Exercise aim:
The full set of entries below is to be returned unchanged.

Data supplied:
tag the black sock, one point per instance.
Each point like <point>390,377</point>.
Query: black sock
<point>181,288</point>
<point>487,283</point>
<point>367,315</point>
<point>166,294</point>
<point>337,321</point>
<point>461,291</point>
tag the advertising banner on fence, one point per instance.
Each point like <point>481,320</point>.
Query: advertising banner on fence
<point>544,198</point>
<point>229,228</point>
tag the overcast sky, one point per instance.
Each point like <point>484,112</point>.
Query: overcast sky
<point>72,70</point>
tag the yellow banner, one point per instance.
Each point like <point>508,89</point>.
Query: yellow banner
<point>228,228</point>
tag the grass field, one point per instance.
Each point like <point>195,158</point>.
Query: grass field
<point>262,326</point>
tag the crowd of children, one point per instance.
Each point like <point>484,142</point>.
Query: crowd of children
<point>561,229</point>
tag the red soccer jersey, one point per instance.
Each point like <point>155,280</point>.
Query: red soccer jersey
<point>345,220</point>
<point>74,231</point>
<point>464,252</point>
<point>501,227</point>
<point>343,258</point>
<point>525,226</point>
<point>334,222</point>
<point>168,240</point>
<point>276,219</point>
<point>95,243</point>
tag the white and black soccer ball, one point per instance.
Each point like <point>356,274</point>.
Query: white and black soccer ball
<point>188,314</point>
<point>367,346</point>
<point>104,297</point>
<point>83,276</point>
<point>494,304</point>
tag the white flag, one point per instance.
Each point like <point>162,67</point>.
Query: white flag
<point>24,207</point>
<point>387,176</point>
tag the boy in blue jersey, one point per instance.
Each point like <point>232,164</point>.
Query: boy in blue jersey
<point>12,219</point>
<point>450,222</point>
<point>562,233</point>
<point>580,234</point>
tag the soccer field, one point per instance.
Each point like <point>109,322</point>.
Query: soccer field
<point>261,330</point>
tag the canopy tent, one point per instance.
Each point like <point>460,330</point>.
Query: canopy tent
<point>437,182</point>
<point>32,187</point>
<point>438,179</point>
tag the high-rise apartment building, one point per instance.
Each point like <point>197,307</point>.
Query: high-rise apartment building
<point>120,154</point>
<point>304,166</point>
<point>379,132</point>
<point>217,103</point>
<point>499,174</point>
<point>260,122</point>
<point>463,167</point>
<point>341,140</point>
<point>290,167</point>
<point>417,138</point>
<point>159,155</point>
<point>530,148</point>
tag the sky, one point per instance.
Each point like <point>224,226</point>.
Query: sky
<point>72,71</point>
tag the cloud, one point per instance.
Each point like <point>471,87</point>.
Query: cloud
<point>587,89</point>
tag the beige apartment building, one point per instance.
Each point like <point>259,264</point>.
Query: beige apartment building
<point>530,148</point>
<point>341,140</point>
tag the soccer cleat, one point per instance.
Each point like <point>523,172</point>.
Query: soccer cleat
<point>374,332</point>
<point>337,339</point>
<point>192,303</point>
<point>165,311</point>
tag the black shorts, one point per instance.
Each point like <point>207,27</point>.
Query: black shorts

Your solution:
tag the black sock, one point per instance.
Each point like <point>390,377</point>.
Query: black sock
<point>181,288</point>
<point>487,283</point>
<point>367,315</point>
<point>166,294</point>
<point>337,321</point>
<point>461,291</point>
tag the advertising banner on fence, one point per instance.
Each point like <point>481,320</point>.
Query: advertising banner on fence
<point>544,198</point>
<point>229,228</point>
tag the overcast sky, one point per instance.
Each point like <point>484,112</point>.
Query: overcast sky
<point>72,70</point>
tag the yellow banner, one point per instance.
Each point like <point>508,89</point>.
Query: yellow banner
<point>228,228</point>
tag the grass field, one point per instance.
Each point like <point>195,158</point>.
Query: grass field
<point>262,326</point>
tag the crowd of children, one point per instance.
Each point like <point>484,142</point>.
Query: crowd of children
<point>561,229</point>
tag the red soccer jersey, one point per instance.
Each point like <point>155,280</point>.
Query: red soccer jersey
<point>345,220</point>
<point>74,231</point>
<point>464,252</point>
<point>501,227</point>
<point>343,258</point>
<point>525,226</point>
<point>334,222</point>
<point>168,240</point>
<point>276,219</point>
<point>95,243</point>
tag the white and black soccer ball, one point per instance.
Each point like <point>356,274</point>.
Query: white and black soccer ball
<point>188,314</point>
<point>367,346</point>
<point>104,297</point>
<point>83,276</point>
<point>494,304</point>
tag the white flag, one point per instance.
Each point like <point>162,67</point>.
Query: white flag
<point>24,207</point>
<point>387,176</point>
tag the boy in blue jersey, one point per instance.
Each point like <point>232,164</point>.
Query: boy in blue jersey
<point>12,219</point>
<point>450,222</point>
<point>562,233</point>
<point>580,234</point>
tag the soccer field, one point per instance.
Each point like <point>109,322</point>.
Query: soccer field
<point>261,330</point>
tag the canopy tent, one point per instance.
Each point like <point>460,330</point>.
Query: canopy tent
<point>437,182</point>
<point>32,187</point>
<point>438,179</point>
tag the high-rise apartment building, one point per instance.
Each point like <point>197,307</point>.
Query: high-rise apartment building
<point>120,154</point>
<point>304,166</point>
<point>379,132</point>
<point>217,103</point>
<point>499,174</point>
<point>260,122</point>
<point>463,167</point>
<point>341,140</point>
<point>290,167</point>
<point>417,138</point>
<point>159,155</point>
<point>530,148</point>
tag the sky, one point per instance.
Each point like <point>224,226</point>.
Query: sky
<point>72,71</point>
tag the cloud, one point per instance.
Each point like <point>471,87</point>.
Query: cloud
<point>587,89</point>
tag the beige apartment building, one point per instance.
Each point like <point>259,264</point>.
Query: beige apartment building
<point>530,148</point>
<point>341,140</point>
tag the soccer cleat, one point per instance.
Each point like <point>523,172</point>.
Query: soccer cleat
<point>374,332</point>
<point>337,339</point>
<point>192,303</point>
<point>165,311</point>
tag the black shorts, one point per instance.
Each point like <point>207,27</point>.
Query: black shorts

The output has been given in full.